*** Data for this exercise Section Begins ***
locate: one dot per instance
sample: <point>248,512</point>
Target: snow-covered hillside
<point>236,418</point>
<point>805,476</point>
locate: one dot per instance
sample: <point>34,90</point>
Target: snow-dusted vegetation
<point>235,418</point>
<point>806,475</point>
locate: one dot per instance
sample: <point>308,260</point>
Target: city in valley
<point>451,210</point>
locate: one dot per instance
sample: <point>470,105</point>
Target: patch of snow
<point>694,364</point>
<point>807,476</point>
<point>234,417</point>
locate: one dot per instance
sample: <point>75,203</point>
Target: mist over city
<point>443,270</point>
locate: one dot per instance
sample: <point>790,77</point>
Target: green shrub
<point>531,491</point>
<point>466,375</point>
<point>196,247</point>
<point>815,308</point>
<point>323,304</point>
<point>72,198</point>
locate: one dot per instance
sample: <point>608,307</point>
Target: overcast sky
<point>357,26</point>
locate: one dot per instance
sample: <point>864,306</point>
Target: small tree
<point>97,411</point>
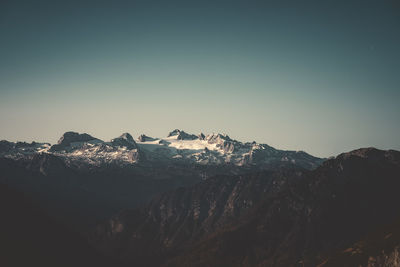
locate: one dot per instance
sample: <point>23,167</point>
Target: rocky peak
<point>182,135</point>
<point>125,140</point>
<point>201,136</point>
<point>145,138</point>
<point>71,137</point>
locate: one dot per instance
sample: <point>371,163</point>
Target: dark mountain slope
<point>280,218</point>
<point>28,237</point>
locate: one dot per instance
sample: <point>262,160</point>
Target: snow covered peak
<point>127,137</point>
<point>125,140</point>
<point>73,139</point>
<point>145,138</point>
<point>182,135</point>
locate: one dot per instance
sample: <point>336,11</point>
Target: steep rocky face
<point>281,218</point>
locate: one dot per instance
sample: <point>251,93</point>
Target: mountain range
<point>196,200</point>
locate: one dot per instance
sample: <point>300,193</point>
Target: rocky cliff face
<point>280,218</point>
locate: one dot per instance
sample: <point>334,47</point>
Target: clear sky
<point>319,76</point>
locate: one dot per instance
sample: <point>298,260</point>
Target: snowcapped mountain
<point>177,147</point>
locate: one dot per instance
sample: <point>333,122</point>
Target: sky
<point>318,76</point>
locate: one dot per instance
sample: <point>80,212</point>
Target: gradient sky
<point>319,76</point>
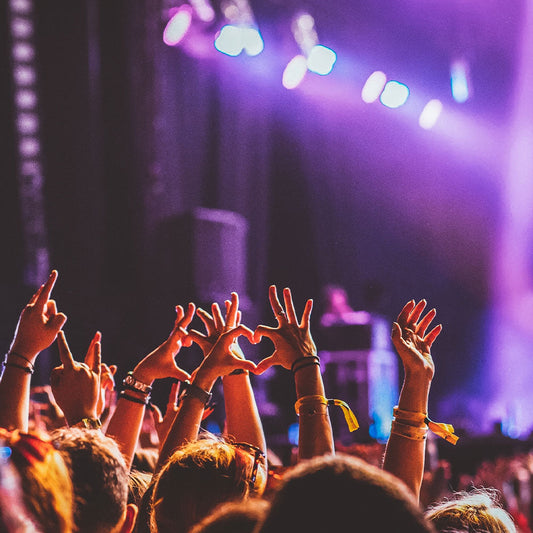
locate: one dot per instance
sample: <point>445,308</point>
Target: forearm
<point>15,398</point>
<point>187,423</point>
<point>15,386</point>
<point>404,457</point>
<point>315,435</point>
<point>242,416</point>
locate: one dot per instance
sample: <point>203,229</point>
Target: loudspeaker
<point>203,256</point>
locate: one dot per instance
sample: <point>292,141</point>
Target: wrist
<point>29,354</point>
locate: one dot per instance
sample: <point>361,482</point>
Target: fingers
<point>44,294</point>
<point>57,322</point>
<point>33,299</point>
<point>429,339</point>
<point>415,314</point>
<point>50,309</point>
<point>180,374</point>
<point>64,353</point>
<point>231,335</point>
<point>187,318</point>
<point>217,316</point>
<point>232,310</point>
<point>289,306</point>
<point>396,336</point>
<point>264,331</point>
<point>156,413</point>
<point>207,319</point>
<point>304,324</point>
<point>274,302</point>
<point>173,395</point>
<point>425,322</point>
<point>265,364</point>
<point>90,357</point>
<point>405,312</point>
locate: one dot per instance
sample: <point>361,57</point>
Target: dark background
<point>136,135</point>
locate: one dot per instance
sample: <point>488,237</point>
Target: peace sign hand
<point>76,386</point>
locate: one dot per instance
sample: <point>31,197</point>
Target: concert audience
<point>78,456</point>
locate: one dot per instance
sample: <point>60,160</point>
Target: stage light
<point>203,9</point>
<point>21,28</point>
<point>178,25</point>
<point>459,79</point>
<point>321,59</point>
<point>23,52</point>
<point>430,114</point>
<point>373,86</point>
<point>27,123</point>
<point>294,72</point>
<point>26,99</point>
<point>29,147</point>
<point>230,40</point>
<point>24,75</point>
<point>394,95</point>
<point>252,41</point>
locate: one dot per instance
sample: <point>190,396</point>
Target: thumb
<point>64,353</point>
<point>57,322</point>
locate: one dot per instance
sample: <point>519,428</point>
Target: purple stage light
<point>321,59</point>
<point>373,86</point>
<point>252,40</point>
<point>459,81</point>
<point>230,40</point>
<point>178,25</point>
<point>394,95</point>
<point>294,72</point>
<point>430,114</point>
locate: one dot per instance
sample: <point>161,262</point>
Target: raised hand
<point>223,334</point>
<point>410,339</point>
<point>160,363</point>
<point>39,323</point>
<point>292,339</point>
<point>75,385</point>
<point>107,386</point>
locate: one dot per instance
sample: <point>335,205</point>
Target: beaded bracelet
<point>142,401</point>
<point>26,369</point>
<point>302,362</point>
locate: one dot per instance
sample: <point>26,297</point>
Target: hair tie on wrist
<point>445,431</point>
<point>349,416</point>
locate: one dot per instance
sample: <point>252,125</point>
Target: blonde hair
<point>198,477</point>
<point>44,478</point>
<point>475,511</point>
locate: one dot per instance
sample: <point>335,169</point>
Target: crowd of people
<point>85,454</point>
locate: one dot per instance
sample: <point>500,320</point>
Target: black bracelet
<point>192,390</point>
<point>144,401</point>
<point>305,361</point>
<point>26,369</point>
<point>303,365</point>
<point>238,371</point>
<point>21,357</point>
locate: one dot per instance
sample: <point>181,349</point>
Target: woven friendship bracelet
<point>32,368</point>
<point>349,416</point>
<point>445,431</point>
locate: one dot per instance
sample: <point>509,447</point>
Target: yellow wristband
<point>349,416</point>
<point>445,431</point>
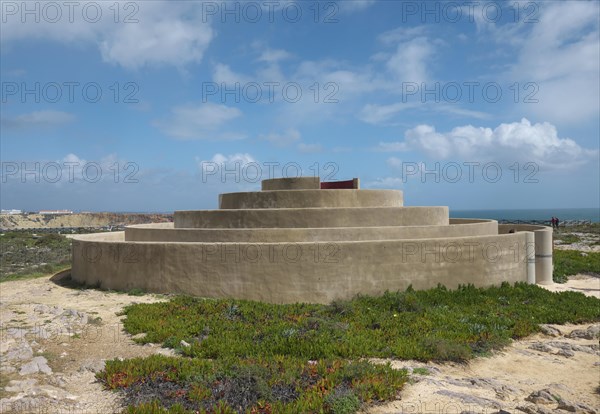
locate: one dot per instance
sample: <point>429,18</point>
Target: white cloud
<point>288,137</point>
<point>385,182</point>
<point>513,142</point>
<point>352,6</point>
<point>377,114</point>
<point>410,61</point>
<point>402,34</point>
<point>274,55</point>
<point>147,33</point>
<point>557,59</point>
<point>309,148</point>
<point>38,119</point>
<point>383,114</point>
<point>222,74</point>
<point>203,121</point>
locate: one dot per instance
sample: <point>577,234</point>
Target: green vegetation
<point>571,262</point>
<point>25,255</point>
<point>437,324</point>
<point>262,358</point>
<point>264,385</point>
<point>567,238</point>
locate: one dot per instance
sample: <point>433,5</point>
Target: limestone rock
<point>94,365</point>
<point>550,330</point>
<point>37,364</point>
<point>544,396</point>
<point>575,407</point>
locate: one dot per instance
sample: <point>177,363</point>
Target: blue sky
<point>160,106</point>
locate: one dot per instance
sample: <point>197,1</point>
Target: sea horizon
<point>592,214</point>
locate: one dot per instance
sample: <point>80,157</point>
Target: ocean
<point>592,214</point>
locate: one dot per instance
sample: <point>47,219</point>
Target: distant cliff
<point>91,220</point>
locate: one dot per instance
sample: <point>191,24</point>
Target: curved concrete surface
<point>297,183</point>
<point>166,232</point>
<point>294,242</point>
<point>543,249</point>
<point>298,272</point>
<point>313,217</point>
<point>311,199</point>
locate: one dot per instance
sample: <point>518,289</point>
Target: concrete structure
<point>300,240</point>
<point>55,212</point>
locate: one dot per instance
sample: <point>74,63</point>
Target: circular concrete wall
<point>297,272</point>
<point>298,183</point>
<point>311,199</point>
<point>166,232</point>
<point>297,243</point>
<point>313,217</point>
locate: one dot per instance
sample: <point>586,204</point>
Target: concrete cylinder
<point>294,183</point>
<point>530,258</point>
<point>543,256</point>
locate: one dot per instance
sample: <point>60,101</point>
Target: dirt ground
<point>54,338</point>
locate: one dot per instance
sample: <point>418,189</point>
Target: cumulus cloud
<point>286,138</point>
<point>309,148</point>
<point>517,141</point>
<point>204,121</point>
<point>557,59</point>
<point>385,182</point>
<point>129,34</point>
<point>38,119</point>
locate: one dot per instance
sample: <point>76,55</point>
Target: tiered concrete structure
<point>296,242</point>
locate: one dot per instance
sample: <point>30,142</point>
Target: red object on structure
<point>340,185</point>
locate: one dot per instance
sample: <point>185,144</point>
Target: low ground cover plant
<point>572,262</point>
<point>244,356</point>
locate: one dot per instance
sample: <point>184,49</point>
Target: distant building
<point>13,211</point>
<point>55,212</point>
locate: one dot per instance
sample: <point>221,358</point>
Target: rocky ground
<point>54,338</point>
<point>588,242</point>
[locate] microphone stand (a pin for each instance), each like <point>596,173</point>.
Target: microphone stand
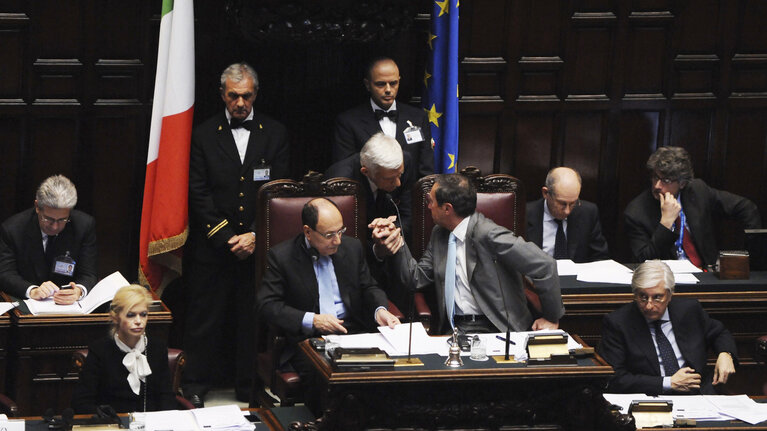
<point>411,309</point>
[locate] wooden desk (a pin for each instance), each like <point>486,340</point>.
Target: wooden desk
<point>741,305</point>
<point>480,394</point>
<point>40,372</point>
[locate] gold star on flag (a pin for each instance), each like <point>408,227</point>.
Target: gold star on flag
<point>431,37</point>
<point>443,7</point>
<point>434,115</point>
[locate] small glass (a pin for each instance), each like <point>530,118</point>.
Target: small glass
<point>478,349</point>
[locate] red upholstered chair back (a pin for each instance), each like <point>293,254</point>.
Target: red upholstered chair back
<point>500,197</point>
<point>279,210</point>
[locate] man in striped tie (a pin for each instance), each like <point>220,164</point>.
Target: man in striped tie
<point>658,344</point>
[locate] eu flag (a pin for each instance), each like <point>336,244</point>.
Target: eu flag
<point>441,79</point>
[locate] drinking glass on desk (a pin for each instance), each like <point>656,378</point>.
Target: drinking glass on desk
<point>478,349</point>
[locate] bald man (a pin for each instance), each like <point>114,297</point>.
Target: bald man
<point>562,224</point>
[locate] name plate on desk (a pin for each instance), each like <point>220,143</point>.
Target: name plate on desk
<point>367,359</point>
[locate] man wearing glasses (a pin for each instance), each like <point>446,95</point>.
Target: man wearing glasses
<point>319,283</point>
<point>563,225</point>
<point>676,217</point>
<point>49,250</point>
<point>659,343</point>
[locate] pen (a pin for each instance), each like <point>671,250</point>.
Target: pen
<point>504,339</point>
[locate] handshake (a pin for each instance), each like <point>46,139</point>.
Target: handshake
<point>387,237</point>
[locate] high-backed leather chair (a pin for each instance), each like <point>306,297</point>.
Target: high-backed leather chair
<point>279,211</point>
<point>500,197</point>
<point>176,363</point>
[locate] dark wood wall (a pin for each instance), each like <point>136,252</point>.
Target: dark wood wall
<point>596,85</point>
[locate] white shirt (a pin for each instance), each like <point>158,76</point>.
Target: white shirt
<point>241,135</point>
<point>464,298</point>
<point>550,230</point>
<point>388,126</point>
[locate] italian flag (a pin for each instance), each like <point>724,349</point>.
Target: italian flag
<point>164,217</point>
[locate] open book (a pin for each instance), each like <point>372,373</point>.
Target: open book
<point>100,294</point>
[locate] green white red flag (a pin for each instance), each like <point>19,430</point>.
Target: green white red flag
<point>164,216</point>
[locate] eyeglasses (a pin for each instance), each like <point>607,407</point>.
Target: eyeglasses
<point>656,178</point>
<point>52,221</point>
<point>331,235</point>
<point>655,299</point>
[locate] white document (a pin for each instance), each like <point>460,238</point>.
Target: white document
<point>176,420</point>
<point>6,307</point>
<point>682,266</point>
<point>101,293</point>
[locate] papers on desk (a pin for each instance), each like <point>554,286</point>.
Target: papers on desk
<point>100,294</point>
<point>395,341</point>
<point>228,417</point>
<point>6,307</point>
<point>701,407</point>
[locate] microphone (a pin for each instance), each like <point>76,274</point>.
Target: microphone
<point>505,309</point>
<point>411,306</point>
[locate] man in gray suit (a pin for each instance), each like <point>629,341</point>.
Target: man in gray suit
<point>475,265</point>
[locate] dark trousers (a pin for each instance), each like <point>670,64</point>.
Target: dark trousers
<point>218,329</point>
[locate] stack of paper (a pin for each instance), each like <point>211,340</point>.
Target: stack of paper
<point>101,293</point>
<point>228,417</point>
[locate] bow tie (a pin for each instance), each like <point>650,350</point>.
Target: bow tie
<point>391,114</point>
<point>236,124</point>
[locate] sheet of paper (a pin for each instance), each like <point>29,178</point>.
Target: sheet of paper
<point>176,420</point>
<point>685,278</point>
<point>683,266</point>
<point>7,306</point>
<point>101,293</point>
<point>399,338</point>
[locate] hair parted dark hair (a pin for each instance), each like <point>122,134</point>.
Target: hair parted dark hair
<point>458,191</point>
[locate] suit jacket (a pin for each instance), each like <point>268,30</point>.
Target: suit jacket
<point>350,168</point>
<point>354,127</point>
<point>103,380</point>
<point>22,259</point>
<point>703,207</point>
<point>627,345</point>
<point>493,255</point>
<point>289,288</point>
<point>585,242</point>
<point>222,190</point>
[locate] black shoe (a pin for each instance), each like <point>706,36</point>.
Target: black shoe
<point>196,401</point>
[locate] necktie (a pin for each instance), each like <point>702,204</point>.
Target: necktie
<point>49,249</point>
<point>450,279</point>
<point>560,243</point>
<point>236,124</point>
<point>687,245</point>
<point>667,354</point>
<point>325,282</point>
<point>391,114</point>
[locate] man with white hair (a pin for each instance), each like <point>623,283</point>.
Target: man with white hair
<point>384,172</point>
<point>659,344</point>
<point>49,250</point>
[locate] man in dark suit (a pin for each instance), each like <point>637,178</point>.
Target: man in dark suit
<point>659,343</point>
<point>232,155</point>
<point>49,250</point>
<point>386,177</point>
<point>475,266</point>
<point>561,224</point>
<point>407,124</point>
<point>676,202</point>
<point>319,283</point>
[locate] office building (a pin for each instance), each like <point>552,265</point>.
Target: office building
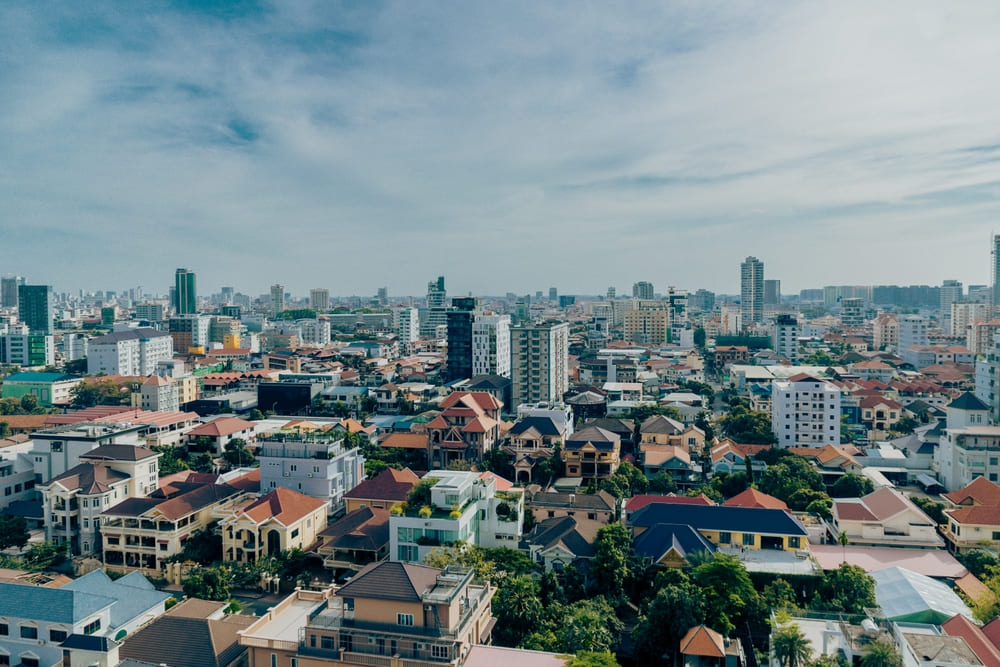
<point>131,352</point>
<point>772,293</point>
<point>277,299</point>
<point>34,308</point>
<point>852,312</point>
<point>8,291</point>
<point>491,345</point>
<point>319,299</point>
<point>460,317</point>
<point>805,412</point>
<point>752,291</point>
<point>539,362</point>
<point>185,293</point>
<point>642,290</point>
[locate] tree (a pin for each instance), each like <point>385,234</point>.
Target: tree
<point>881,653</point>
<point>13,532</point>
<point>848,589</point>
<point>790,646</point>
<point>748,426</point>
<point>852,486</point>
<point>212,583</point>
<point>727,589</point>
<point>517,610</point>
<point>593,659</point>
<point>671,613</point>
<point>237,453</point>
<point>610,565</point>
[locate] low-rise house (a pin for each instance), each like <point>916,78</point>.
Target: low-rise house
<point>382,491</point>
<point>210,637</point>
<point>883,518</point>
<point>278,521</point>
<point>702,646</point>
<point>742,527</point>
<point>356,539</point>
<point>464,506</point>
<point>141,533</point>
<point>72,502</point>
<point>592,453</point>
<point>601,506</point>
<point>425,616</point>
<point>221,430</point>
<point>76,624</point>
<point>671,545</point>
<point>561,541</point>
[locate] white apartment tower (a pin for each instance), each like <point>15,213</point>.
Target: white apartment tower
<point>805,412</point>
<point>752,290</point>
<point>539,361</point>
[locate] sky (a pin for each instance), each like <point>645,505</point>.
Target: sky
<point>508,146</point>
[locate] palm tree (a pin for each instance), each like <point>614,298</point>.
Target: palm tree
<point>881,653</point>
<point>842,538</point>
<point>790,646</point>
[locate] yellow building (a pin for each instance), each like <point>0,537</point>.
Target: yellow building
<point>281,520</point>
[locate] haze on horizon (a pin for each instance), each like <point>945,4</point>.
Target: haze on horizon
<point>507,147</point>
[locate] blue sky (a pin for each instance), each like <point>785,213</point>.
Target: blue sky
<point>507,146</point>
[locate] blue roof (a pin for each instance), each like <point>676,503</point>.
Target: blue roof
<point>133,594</point>
<point>55,605</point>
<point>40,377</point>
<point>659,539</point>
<point>718,517</point>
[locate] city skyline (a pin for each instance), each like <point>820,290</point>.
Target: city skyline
<point>510,148</point>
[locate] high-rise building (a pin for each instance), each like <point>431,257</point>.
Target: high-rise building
<point>772,293</point>
<point>752,291</point>
<point>34,308</point>
<point>539,362</point>
<point>436,313</point>
<point>786,337</point>
<point>491,345</point>
<point>8,291</point>
<point>951,292</point>
<point>185,293</point>
<point>805,412</point>
<point>642,290</point>
<point>277,299</point>
<point>319,299</point>
<point>995,273</point>
<point>459,318</point>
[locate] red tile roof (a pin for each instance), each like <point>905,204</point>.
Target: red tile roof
<point>283,505</point>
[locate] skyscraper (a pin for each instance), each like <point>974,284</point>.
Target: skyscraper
<point>642,290</point>
<point>752,290</point>
<point>277,299</point>
<point>539,362</point>
<point>8,291</point>
<point>34,307</point>
<point>185,294</point>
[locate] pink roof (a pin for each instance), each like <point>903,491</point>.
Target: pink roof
<point>929,562</point>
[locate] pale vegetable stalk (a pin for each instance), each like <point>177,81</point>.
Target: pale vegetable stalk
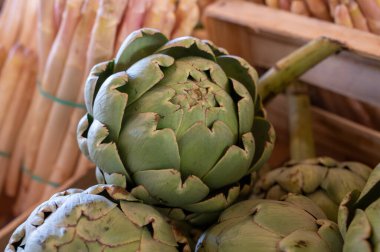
<point>50,80</point>
<point>357,17</point>
<point>319,9</point>
<point>59,8</point>
<point>101,48</point>
<point>299,7</point>
<point>9,78</point>
<point>71,82</point>
<point>133,19</point>
<point>285,4</point>
<point>46,31</point>
<point>187,16</point>
<point>161,16</point>
<point>3,56</point>
<point>27,36</point>
<point>342,16</point>
<point>332,5</point>
<point>272,3</point>
<point>12,28</point>
<point>17,112</point>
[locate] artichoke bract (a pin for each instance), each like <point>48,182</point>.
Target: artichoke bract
<point>359,217</point>
<point>323,180</point>
<point>178,123</point>
<point>295,224</point>
<point>101,218</point>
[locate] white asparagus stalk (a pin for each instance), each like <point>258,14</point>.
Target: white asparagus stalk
<point>46,31</point>
<point>284,4</point>
<point>299,7</point>
<point>132,20</point>
<point>9,77</point>
<point>100,49</point>
<point>3,56</point>
<point>357,17</point>
<point>50,80</point>
<point>59,8</point>
<point>10,30</point>
<point>27,36</point>
<point>17,111</point>
<point>161,16</point>
<point>187,16</point>
<point>332,5</point>
<point>374,26</point>
<point>59,115</point>
<point>272,4</point>
<point>342,16</point>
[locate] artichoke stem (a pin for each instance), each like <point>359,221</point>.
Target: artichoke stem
<point>276,79</point>
<point>300,122</point>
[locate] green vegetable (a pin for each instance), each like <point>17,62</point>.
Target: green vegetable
<point>101,218</point>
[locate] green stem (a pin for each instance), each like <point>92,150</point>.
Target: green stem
<point>300,122</point>
<point>276,79</point>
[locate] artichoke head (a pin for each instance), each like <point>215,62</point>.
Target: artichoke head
<point>101,218</point>
<point>262,225</point>
<point>323,180</point>
<point>359,217</point>
<point>178,123</point>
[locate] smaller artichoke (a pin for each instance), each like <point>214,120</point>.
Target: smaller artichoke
<point>323,180</point>
<point>295,224</point>
<point>101,218</point>
<point>359,217</point>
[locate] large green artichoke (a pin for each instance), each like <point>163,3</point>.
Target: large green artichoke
<point>323,180</point>
<point>261,225</point>
<point>102,218</point>
<point>359,217</point>
<point>178,123</point>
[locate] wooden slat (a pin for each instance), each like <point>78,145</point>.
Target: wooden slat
<point>334,136</point>
<point>263,36</point>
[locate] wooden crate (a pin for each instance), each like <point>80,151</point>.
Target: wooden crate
<point>263,36</point>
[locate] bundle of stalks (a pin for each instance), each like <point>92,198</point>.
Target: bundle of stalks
<point>56,125</point>
<point>51,77</point>
<point>17,110</point>
<point>71,37</point>
<point>10,75</point>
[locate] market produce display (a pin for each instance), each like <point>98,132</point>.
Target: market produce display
<point>176,129</point>
<point>294,224</point>
<point>101,218</point>
<point>358,217</point>
<point>54,44</point>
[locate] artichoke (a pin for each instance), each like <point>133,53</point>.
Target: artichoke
<point>178,123</point>
<point>295,224</point>
<point>359,217</point>
<point>323,180</point>
<point>101,218</point>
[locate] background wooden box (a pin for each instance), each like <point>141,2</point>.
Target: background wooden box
<point>262,36</point>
*** Data for this exercise Section Ends ***
**What to produce**
Taking the entries above, copy word for word the lines from the one with "Target: circular concrete wall" up to and including the one with "[locate] gold star", without any picture.

**Solution for this exercise**
Target: circular concrete wall
<point>297,272</point>
<point>298,183</point>
<point>311,199</point>
<point>166,232</point>
<point>297,243</point>
<point>313,217</point>
locate: one dot per instance
sample: <point>586,204</point>
Target: concrete cylinder
<point>294,183</point>
<point>530,258</point>
<point>543,256</point>
locate: one dot per instance
sample: <point>60,101</point>
Target: dirt ground
<point>54,338</point>
locate: one dot per instance
sample: <point>418,189</point>
Target: cumulus cloud
<point>286,138</point>
<point>309,148</point>
<point>517,141</point>
<point>204,121</point>
<point>557,59</point>
<point>385,182</point>
<point>129,34</point>
<point>38,119</point>
locate: one dot per instance
sample: <point>76,55</point>
Target: tiered concrete structure
<point>296,242</point>
locate: one dot per instance
sample: <point>30,142</point>
Target: red object on structure
<point>340,185</point>
locate: one dot per instance
sample: <point>185,144</point>
Target: low ground cover plant
<point>572,262</point>
<point>244,356</point>
locate: one dot per instance
sample: <point>184,49</point>
Target: distant building
<point>13,211</point>
<point>55,212</point>
locate: one dot per instance
sample: <point>221,358</point>
Target: rocky ground
<point>54,338</point>
<point>588,242</point>
[locate] microphone stand (a pin for each instance), each like <point>596,173</point>.
Target: microphone stand
<point>411,309</point>
[locate] wooden desk (a pin for each instance), each like <point>486,340</point>.
Target: wooden desk
<point>741,305</point>
<point>480,394</point>
<point>40,372</point>
[locate] gold star on flag (a pin for each instance), each like <point>408,227</point>.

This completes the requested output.